→ **PROBLEM DESCRIPTION**
Take every line from the data that has the word "rocky" in it.

→ **INFORMATION SHOWN**
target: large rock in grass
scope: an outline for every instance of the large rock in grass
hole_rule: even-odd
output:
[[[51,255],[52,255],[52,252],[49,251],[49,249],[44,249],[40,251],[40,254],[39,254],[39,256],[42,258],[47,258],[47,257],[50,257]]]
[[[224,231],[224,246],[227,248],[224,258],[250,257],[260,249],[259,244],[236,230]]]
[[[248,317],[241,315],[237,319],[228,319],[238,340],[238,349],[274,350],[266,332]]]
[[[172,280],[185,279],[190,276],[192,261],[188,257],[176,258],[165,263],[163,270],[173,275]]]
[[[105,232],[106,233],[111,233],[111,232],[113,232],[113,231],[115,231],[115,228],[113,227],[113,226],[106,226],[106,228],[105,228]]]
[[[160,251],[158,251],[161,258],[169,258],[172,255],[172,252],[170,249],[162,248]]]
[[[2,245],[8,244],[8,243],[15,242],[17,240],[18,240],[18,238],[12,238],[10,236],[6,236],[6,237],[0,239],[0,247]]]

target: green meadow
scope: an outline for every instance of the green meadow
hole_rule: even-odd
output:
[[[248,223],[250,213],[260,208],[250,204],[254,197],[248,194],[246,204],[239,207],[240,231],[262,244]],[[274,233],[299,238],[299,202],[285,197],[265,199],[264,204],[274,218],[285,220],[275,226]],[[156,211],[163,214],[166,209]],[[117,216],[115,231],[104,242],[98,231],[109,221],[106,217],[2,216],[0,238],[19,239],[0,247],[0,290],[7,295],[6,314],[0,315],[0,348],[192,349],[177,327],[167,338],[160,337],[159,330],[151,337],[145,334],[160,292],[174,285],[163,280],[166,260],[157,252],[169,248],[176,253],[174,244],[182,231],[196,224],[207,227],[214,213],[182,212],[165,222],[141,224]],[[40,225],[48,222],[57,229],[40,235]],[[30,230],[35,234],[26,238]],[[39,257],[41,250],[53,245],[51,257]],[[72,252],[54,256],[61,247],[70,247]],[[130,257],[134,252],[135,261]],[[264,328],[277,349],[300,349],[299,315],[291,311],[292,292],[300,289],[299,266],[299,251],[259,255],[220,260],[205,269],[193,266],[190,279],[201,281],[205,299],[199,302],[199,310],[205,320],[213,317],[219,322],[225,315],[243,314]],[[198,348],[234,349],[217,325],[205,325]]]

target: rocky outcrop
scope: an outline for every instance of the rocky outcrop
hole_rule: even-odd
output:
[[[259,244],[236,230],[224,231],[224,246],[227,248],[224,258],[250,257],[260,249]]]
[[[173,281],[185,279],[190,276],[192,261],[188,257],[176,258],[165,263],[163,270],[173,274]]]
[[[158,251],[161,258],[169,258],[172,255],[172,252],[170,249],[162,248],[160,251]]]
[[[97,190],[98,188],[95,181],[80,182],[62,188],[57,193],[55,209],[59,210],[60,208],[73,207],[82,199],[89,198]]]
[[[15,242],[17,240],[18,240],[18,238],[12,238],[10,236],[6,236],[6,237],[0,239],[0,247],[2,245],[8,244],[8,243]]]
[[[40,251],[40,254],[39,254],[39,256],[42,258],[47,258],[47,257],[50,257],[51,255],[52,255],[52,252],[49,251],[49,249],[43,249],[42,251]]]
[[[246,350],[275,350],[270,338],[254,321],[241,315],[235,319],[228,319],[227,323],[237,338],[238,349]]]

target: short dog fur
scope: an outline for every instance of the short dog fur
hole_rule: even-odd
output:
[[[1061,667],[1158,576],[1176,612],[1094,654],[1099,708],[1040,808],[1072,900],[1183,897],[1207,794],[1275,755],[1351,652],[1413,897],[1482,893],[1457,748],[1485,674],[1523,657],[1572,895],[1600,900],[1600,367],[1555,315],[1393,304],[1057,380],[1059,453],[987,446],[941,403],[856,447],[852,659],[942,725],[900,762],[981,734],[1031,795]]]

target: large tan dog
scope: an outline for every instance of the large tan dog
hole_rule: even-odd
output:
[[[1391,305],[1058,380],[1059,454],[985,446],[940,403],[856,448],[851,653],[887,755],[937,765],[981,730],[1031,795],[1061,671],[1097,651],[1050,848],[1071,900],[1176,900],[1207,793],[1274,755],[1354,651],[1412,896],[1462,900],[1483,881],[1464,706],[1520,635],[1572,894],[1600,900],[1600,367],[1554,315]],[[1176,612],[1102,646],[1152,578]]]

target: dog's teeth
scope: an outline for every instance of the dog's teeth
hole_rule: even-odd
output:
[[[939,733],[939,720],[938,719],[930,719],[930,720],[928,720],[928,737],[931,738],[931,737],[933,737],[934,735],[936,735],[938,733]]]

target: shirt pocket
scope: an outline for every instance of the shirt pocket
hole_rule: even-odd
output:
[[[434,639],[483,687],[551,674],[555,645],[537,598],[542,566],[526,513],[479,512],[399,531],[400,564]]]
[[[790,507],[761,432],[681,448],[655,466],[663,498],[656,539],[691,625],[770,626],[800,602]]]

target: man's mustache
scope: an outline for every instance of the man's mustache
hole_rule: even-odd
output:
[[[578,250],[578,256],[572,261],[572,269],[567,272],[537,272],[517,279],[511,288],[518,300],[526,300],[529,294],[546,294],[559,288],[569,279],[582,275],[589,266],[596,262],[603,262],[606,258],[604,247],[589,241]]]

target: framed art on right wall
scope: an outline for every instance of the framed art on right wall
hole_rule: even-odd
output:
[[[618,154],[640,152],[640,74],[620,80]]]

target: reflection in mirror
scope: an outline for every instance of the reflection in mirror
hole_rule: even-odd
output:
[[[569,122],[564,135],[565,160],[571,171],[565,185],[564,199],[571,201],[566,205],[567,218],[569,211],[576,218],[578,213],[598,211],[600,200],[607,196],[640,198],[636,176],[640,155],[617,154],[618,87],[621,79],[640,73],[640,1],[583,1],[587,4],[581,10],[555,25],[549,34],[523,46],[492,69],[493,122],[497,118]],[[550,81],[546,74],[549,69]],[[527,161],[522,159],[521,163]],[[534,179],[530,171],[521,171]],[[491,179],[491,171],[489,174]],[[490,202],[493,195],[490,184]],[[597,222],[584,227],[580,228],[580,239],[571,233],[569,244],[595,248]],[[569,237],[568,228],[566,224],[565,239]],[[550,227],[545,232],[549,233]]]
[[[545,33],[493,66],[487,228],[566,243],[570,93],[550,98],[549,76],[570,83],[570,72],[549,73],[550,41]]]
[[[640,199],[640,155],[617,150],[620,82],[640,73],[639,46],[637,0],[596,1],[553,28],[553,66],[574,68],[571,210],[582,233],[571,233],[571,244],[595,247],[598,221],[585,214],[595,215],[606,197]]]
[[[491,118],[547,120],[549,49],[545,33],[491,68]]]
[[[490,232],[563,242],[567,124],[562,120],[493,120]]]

---

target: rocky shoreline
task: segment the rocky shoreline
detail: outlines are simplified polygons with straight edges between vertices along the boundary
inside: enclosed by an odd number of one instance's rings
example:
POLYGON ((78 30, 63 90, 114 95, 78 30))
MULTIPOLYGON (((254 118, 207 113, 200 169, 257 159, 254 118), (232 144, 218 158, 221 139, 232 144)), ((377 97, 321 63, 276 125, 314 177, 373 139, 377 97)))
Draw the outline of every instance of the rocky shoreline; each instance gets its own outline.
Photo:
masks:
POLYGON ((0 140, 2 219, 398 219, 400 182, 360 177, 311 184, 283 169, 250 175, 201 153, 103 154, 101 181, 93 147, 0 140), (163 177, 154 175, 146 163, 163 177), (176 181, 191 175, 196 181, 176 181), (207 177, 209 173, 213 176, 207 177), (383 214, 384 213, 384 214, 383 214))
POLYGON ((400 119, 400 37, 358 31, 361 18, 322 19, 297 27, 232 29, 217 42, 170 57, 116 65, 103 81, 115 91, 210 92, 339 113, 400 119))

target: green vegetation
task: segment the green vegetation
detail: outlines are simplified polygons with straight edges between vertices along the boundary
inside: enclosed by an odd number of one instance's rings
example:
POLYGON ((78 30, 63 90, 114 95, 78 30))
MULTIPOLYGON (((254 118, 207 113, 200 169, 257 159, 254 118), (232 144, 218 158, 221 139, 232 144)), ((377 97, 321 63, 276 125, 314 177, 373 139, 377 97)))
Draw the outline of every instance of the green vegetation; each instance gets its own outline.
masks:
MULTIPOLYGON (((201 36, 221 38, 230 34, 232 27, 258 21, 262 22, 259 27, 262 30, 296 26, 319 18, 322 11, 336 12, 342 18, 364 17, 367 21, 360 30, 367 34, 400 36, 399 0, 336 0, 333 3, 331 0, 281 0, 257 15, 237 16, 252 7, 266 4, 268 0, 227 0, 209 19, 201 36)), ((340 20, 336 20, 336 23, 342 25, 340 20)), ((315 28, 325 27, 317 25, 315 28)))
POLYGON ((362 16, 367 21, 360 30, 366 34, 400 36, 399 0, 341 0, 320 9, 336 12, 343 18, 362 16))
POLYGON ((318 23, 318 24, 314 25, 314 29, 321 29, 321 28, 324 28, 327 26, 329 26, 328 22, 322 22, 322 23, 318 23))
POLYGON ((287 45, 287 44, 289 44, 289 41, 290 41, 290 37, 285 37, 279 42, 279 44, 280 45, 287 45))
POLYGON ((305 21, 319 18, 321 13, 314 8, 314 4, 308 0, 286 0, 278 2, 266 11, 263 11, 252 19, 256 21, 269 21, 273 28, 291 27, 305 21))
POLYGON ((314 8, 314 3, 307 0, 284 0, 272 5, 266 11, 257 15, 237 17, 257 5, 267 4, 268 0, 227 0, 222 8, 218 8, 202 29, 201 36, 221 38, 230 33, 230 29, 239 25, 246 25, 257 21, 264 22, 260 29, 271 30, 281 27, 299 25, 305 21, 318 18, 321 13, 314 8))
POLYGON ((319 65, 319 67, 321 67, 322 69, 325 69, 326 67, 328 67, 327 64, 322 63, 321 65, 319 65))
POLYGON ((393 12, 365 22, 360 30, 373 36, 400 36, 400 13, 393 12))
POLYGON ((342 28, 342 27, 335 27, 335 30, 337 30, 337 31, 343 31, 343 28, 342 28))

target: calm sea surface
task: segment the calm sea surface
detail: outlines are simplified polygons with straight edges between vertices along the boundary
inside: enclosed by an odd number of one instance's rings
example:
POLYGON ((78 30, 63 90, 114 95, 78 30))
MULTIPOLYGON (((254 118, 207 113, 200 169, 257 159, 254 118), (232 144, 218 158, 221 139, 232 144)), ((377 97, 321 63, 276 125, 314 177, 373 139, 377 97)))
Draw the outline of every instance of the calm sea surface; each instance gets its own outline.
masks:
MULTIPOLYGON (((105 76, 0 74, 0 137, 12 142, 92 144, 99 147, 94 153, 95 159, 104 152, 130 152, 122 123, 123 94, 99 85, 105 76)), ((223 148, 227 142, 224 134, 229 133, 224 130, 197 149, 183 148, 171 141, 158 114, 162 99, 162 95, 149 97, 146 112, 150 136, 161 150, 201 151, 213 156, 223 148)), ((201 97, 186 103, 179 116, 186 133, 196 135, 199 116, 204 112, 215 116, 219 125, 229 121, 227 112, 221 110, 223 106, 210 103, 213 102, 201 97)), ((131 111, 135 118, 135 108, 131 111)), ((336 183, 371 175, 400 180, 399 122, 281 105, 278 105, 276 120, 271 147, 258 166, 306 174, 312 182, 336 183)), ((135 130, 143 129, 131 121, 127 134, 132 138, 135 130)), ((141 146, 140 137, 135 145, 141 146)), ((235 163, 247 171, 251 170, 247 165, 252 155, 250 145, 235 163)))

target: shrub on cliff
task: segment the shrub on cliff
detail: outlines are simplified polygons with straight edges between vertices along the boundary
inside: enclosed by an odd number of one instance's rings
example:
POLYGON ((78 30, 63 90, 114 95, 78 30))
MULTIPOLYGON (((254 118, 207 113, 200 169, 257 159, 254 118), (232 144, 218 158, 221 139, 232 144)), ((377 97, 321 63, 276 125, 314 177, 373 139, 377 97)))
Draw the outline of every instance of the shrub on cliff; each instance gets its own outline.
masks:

→ **SOLUTION TO THE PROBLEM**
target: rocky outcrop
scope: an outline for every instance of the rocky outcrop
target: rocky shoreline
task: segment the rocky shoreline
Draw the outline of every instance of the rocky shoreline; each instance gets its own outline.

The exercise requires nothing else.